Type out the lines below word for word, but leave out the pictures.

[Pointing records]
►
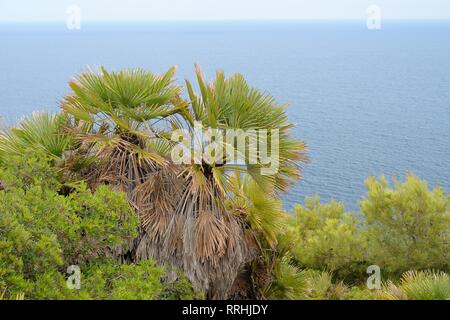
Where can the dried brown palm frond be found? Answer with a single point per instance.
(194, 232)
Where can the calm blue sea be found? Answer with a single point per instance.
(366, 102)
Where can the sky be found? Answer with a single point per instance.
(150, 10)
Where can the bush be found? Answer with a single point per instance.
(407, 227)
(326, 238)
(44, 229)
(414, 285)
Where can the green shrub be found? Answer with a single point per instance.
(47, 225)
(419, 285)
(325, 237)
(407, 227)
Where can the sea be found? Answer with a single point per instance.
(367, 102)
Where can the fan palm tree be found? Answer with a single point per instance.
(42, 131)
(193, 216)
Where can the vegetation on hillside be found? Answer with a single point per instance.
(95, 186)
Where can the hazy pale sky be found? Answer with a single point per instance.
(135, 10)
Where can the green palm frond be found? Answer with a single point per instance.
(42, 131)
(230, 103)
(263, 212)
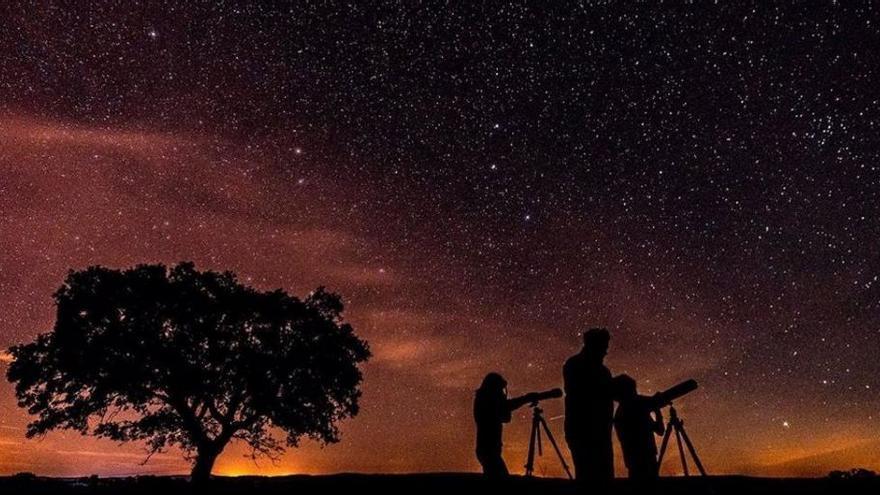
◄
[Answer to the task]
Where can the dried brown palm frond be found? Answer with a single point per instance.
(194, 232)
Where can the calm blue sea be found? Answer with a single point per instance.
(366, 102)
Where can the sky be found? Answer with a single point per instance.
(150, 10)
Where can the bush be found? Answer with a single point per instance.
(407, 227)
(326, 238)
(44, 229)
(414, 285)
Where can the green shrub be found? Answer with a single point per instance.
(47, 225)
(419, 285)
(325, 237)
(407, 227)
Where can the sea be found? Answer with a single point per instance.
(367, 102)
Where can the fan palm tree be found? Answer with a single point per instance.
(42, 131)
(193, 216)
Where can the vegetation on hillside be found? Answer with a single point per instance.
(95, 186)
Where can the hazy pale sky be found? Answer with a single point per instance.
(135, 10)
Where can the green palm frond be found? Answer with a single point per instance.
(42, 131)
(230, 103)
(263, 212)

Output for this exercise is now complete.